Please rewrite the material below as a numbered list, one line per item, leaving out any blank lines.

■ Records for this task ■
##########
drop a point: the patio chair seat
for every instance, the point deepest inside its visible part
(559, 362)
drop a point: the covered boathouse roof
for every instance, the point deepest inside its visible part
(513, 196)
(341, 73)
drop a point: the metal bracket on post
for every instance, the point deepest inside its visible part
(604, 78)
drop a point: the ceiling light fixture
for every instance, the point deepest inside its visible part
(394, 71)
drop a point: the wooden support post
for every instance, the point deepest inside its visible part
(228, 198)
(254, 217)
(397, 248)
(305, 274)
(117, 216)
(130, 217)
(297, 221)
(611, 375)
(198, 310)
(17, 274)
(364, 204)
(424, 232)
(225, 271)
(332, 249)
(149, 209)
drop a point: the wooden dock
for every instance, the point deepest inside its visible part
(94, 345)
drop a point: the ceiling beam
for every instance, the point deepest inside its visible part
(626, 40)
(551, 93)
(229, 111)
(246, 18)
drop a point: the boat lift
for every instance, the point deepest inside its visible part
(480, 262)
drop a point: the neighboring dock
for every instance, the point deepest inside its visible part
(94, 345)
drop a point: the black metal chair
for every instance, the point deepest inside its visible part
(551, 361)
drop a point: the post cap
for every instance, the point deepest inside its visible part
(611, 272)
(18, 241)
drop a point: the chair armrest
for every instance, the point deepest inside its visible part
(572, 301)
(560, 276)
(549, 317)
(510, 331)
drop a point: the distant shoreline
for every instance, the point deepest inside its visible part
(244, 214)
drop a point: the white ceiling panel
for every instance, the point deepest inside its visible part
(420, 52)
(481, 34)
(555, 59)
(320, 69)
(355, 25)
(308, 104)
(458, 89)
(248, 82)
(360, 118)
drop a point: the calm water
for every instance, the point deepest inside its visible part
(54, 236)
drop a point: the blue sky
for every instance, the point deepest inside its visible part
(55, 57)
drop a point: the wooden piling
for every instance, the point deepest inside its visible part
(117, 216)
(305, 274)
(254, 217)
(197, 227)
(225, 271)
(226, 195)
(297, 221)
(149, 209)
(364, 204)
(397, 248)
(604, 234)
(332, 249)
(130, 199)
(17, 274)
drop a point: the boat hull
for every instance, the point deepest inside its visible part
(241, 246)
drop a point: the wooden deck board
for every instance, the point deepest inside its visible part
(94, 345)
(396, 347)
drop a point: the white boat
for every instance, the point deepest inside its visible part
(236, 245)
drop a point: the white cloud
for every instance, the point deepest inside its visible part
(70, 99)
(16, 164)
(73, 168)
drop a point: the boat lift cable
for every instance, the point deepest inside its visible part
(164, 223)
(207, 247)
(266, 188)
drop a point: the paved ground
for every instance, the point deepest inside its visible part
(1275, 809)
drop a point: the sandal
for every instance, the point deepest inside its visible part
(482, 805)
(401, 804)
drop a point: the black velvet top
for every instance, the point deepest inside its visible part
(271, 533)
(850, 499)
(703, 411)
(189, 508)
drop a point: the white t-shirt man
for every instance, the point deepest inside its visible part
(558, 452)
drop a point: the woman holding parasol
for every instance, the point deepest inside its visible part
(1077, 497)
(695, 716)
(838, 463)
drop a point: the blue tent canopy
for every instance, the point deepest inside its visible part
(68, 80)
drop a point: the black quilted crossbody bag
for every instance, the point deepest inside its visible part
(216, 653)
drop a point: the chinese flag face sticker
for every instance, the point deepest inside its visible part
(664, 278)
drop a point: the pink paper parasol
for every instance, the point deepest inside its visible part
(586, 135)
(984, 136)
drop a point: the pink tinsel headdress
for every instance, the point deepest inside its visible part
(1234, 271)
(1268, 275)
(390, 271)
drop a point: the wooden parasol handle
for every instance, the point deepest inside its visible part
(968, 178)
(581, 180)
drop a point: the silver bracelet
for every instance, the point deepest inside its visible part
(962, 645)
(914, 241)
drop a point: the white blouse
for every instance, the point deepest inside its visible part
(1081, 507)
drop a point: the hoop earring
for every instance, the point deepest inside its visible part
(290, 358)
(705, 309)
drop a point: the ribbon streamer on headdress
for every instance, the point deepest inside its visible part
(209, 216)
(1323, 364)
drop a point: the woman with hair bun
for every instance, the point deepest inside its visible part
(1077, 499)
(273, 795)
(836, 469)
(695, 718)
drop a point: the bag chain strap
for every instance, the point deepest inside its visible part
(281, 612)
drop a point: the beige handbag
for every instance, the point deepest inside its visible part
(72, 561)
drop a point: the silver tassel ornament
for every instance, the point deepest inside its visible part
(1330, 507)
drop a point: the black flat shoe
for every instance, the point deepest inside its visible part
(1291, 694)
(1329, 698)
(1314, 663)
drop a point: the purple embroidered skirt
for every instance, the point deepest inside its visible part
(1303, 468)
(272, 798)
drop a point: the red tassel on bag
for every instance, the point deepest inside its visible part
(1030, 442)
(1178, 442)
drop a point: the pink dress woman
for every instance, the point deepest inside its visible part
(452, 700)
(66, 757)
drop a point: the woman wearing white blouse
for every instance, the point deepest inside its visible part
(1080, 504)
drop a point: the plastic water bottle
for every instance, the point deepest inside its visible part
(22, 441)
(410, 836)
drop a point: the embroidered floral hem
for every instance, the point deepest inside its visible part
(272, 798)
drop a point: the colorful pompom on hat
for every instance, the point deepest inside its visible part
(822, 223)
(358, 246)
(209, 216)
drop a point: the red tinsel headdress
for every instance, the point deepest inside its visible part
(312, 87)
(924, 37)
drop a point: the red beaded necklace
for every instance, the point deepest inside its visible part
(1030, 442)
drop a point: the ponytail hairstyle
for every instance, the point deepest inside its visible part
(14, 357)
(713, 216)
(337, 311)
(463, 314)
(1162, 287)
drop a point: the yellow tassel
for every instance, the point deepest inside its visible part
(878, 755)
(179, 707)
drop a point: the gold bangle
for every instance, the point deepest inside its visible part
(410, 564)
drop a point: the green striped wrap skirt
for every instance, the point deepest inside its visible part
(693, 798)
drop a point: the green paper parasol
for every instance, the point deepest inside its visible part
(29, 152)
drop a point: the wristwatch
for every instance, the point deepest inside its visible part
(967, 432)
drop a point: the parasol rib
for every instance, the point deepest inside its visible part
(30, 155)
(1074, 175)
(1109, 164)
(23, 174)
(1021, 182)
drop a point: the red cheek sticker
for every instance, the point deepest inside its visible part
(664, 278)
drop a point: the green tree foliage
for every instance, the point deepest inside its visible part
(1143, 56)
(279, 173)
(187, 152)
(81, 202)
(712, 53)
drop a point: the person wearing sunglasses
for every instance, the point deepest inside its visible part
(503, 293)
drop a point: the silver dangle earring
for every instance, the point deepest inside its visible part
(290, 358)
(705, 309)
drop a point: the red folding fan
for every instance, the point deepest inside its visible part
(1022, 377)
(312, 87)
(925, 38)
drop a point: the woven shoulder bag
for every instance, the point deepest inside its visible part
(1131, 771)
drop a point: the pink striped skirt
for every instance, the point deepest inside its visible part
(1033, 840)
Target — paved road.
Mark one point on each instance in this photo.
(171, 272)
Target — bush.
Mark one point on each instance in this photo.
##########
■ Result of this exercise ■
1. drop a point: the patio chair seat
2. for every instance, the point deepest inside its visible part
3. (559, 362)
4. drop a point: the covered boathouse roof
5. for every instance, the point deepest inside its visible part
6. (513, 196)
7. (341, 73)
8. drop a point: the metal bracket on post
9. for every instance, the point deepest inside its visible part
10. (604, 78)
11. drop a point: the ceiling light fixture
12. for every instance, the point deepest inside its visible part
13. (394, 71)
14. drop a point: the wooden support post
15. for every instance, the point deepest inside its visible part
16. (228, 198)
17. (254, 217)
18. (397, 248)
19. (305, 274)
20. (117, 216)
21. (130, 217)
22. (297, 221)
23. (611, 375)
24. (198, 310)
25. (17, 274)
26. (364, 204)
27. (424, 232)
28. (225, 271)
29. (332, 249)
30. (149, 209)
31. drop a point: the wooden dock
32. for every instance, the point deepest inside its visible part
33. (94, 345)
34. drop a point: the ceiling beam
35. for every instance, the point deepest inside its visible part
36. (626, 40)
37. (551, 93)
38. (229, 111)
39. (246, 18)
40. drop a point: the boat lift
41. for every instance, the point deepest inside its visible part
42. (480, 262)
43. drop a point: the neighboring dock
44. for every instance, the point deepest inside its visible part
45. (94, 345)
46. drop a point: the black metal chair
47. for every instance, the point deepest inside its visible part
48. (551, 361)
49. drop a point: the post cap
50. for every instance, the point deepest inside its visible part
51. (611, 272)
52. (18, 241)
53. drop a point: the chair armrest
54. for every instance, the point deepest inside its visible part
55. (572, 301)
56. (560, 276)
57. (549, 317)
58. (510, 331)
59. drop a point: the distant shoreline
60. for every instance, the point deepest inside its visible part
61. (244, 214)
62. drop a point: the white ceiling panel
63. for every instance, the point deepest inside its visible part
64. (420, 52)
65. (481, 34)
66. (555, 59)
67. (320, 69)
68. (355, 25)
69. (308, 104)
70. (458, 89)
71. (248, 82)
72. (360, 118)
73. drop a point: the calm water
74. for every instance, the point deepest inside its visible part
75. (54, 236)
76. drop a point: the blue sky
77. for every instance, the point deepest inside its visible part
78. (55, 57)
79. drop a point: the wooden piling
80. for every instance, the point deepest inside its visible part
81. (117, 216)
82. (305, 274)
83. (254, 217)
84. (197, 227)
85. (225, 271)
86. (226, 195)
87. (297, 221)
88. (149, 209)
89. (364, 204)
90. (397, 248)
91. (604, 234)
92. (332, 249)
93. (130, 199)
94. (17, 274)
95. drop a point: the boat hull
96. for every instance, the point deepest inside its visible part
97. (241, 246)
98. drop a point: the wooden deck board
99. for every instance, the point deepest inside its visible part
100. (94, 345)
101. (396, 347)
102. drop a point: the white boat
103. for every instance, the point deepest inside its visible part
104. (236, 245)
105. drop a point: the white cloud
106. for every instance, the point deepest inside its visible part
107. (70, 99)
108. (16, 164)
109. (73, 168)
110. drop a point: the boat lift cable
111. for every instance, the point deepest inside its visible part
112. (164, 223)
113. (207, 247)
114. (266, 188)
115. drop a point: the paved ground
116. for every instance, the point deepest inside its visible part
117. (1275, 809)
118. drop a point: the sandal
119. for every instance, the point deepest inside its visible part
120. (482, 805)
121. (401, 804)
122. drop a point: the black velvet top
123. for every instance, the point deepest inside its visible part
124. (271, 533)
125. (850, 499)
126. (703, 411)
127. (189, 508)
128. drop a point: the white t-shirt man
129. for every instance, the point deepest inside its visible part
130. (558, 452)
131. drop a point: the woman holding parasol
132. for every instance, the point deepest inside its visible part
133. (1077, 497)
134. (695, 716)
135. (838, 463)
136. drop a point: the blue tent canopy
137. for every instance, the point deepest inside its visible part
138. (68, 80)
139. drop a point: the black quilted crossbody bag
140. for every instance, the point deepest inside its visible part
141. (216, 653)
142. drop a point: the chinese flag face sticker
143. for every instance, the point deepest inside its visible part
144. (664, 278)
145. drop a point: the pink paper parasol
146. for every instance, the point deepest inside its visible part
147. (586, 135)
148. (984, 136)
149. drop a point: the pink tinsel headdress
150. for every instance, the point deepest inside its visible part
151. (1234, 271)
152. (1268, 275)
153. (390, 271)
154. drop a point: the wooden parasol handle
155. for every instance, the point deepest inside its visible part
156. (968, 178)
157. (581, 180)
158. drop a point: the silver bracelet
159. for every instance, the point deepest inside its visible part
160. (962, 645)
161. (914, 241)
162. drop a point: the white blouse
163. for every instance, the point deepest inside its visible part
164. (1081, 507)
165. drop a point: the hoop earring
166. for every instance, the point deepest inside its visible part
167. (290, 358)
168. (705, 309)
169. drop a point: the ribbon streamer on headdress
170. for every instance, the point deepest inside its visible part
171. (209, 216)
172. (1323, 364)
173. drop a point: the woman with hair bun
174. for every instance, the point deepest inside its visible part
175. (1077, 499)
176. (273, 795)
177. (836, 469)
178. (695, 718)
179. drop a point: the bag chain strap
180. for every instance, the point deepest inside its visible part
181. (281, 612)
182. drop a point: the beige handbag
183. for every instance, the point deepest inside its visible part
184. (72, 561)
185. drop a point: the silver tassel ornament
186. for every instance, the point deepest inside its visible part
187. (1330, 507)
188. drop a point: the black flat shoe
189. for every instance, the point deepest inside its visible part
190. (1291, 694)
191. (1329, 698)
192. (1314, 663)
193. drop a point: the purple embroidered skirt
194. for every instance, the point deepest inside its visible part
195. (1303, 468)
196. (272, 798)
197. drop a point: the red tassel on bag
198. for every instance, the point deepest inside its visible part
199. (1030, 442)
200. (1178, 442)
201. drop a point: the pink dress woman
202. for every instance, the point deepest inside its visible part
203. (452, 700)
204. (66, 757)
205. drop a point: the woman wearing white blouse
206. for every instance, the point deepest inside its visible part
207. (1080, 504)
208. drop a point: the plastic water bottle
209. for every instance, the point deepest inside its visible part
210. (22, 441)
211. (410, 836)
212. drop a point: the embroidered floral hem
213. for every instance, the point deepest inside its visible part
214. (272, 798)
215. drop a point: the colorful pompom on hat
216. for every instance, the point deepest inside its visible part
217. (822, 223)
218. (358, 246)
219. (209, 216)
220. drop a point: the red tinsel headdress
221. for every instance, the point deepest inside its visible part
222. (312, 87)
223. (924, 37)
224. drop a point: the red beaded necklace
225. for every instance, the point deepest inside its visible part
226. (1030, 442)
227. drop a point: the ponytail hairstyle
228. for every instance, the point deepest inside its visible part
229. (14, 357)
230. (713, 216)
231. (337, 311)
232. (463, 314)
233. (1162, 287)
234. drop a point: the yellow tassel
235. for every instance, the point deepest inside its visible part
236. (878, 755)
237. (179, 707)
238. drop a point: the gold bangle
239. for every instance, the point deepest inside its visible part
240. (410, 564)
241. drop a point: the green striped wrap skirt
242. for every instance, the point deepest inside its visible part
243. (693, 798)
244. drop a point: the green paper parasol
245. for every instance, the point deepest inside its visible part
246. (29, 152)
247. drop a point: the wristwatch
248. for every instance, the point deepest inside its visible part
249. (967, 432)
250. drop a point: the parasol rib
251. for every instance, the point deepest inside its visible part
252. (30, 155)
253. (1074, 175)
254. (1109, 164)
255. (23, 174)
256. (1021, 182)
257. drop a point: the red cheek sticker
258. for every instance, the point deepest inside its visible part
259. (664, 278)
260. drop a point: the green tree foliage
261. for every instance, the point deepest inside its visible part
262. (1143, 56)
263. (279, 173)
264. (187, 152)
265. (81, 202)
266. (712, 53)
267. drop a point: the person wearing sunglasses
268. for every instance, the point deepest inside its visible part
269. (503, 293)
270. drop a point: the silver dangle earring
271. for every instance, the point deepest inside its visible part
272. (290, 358)
273. (705, 309)
274. drop a point: the red folding fan
275. for every instance, the point deepest inside its visible part
276. (1022, 377)
277. (312, 87)
278. (925, 38)
279. drop a point: the woven shoulder bag
280. for every instance, the point deepest inside its visible part
281. (1131, 771)
282. drop a point: the pink striped skirt
283. for every instance, the point deepest inside its visible part
284. (1033, 840)
285. Target — paved road.
286. Mark one point on each instance in this photo.
287. (171, 272)
288. Target — bush.
289. Mark one point on each instance in this photo.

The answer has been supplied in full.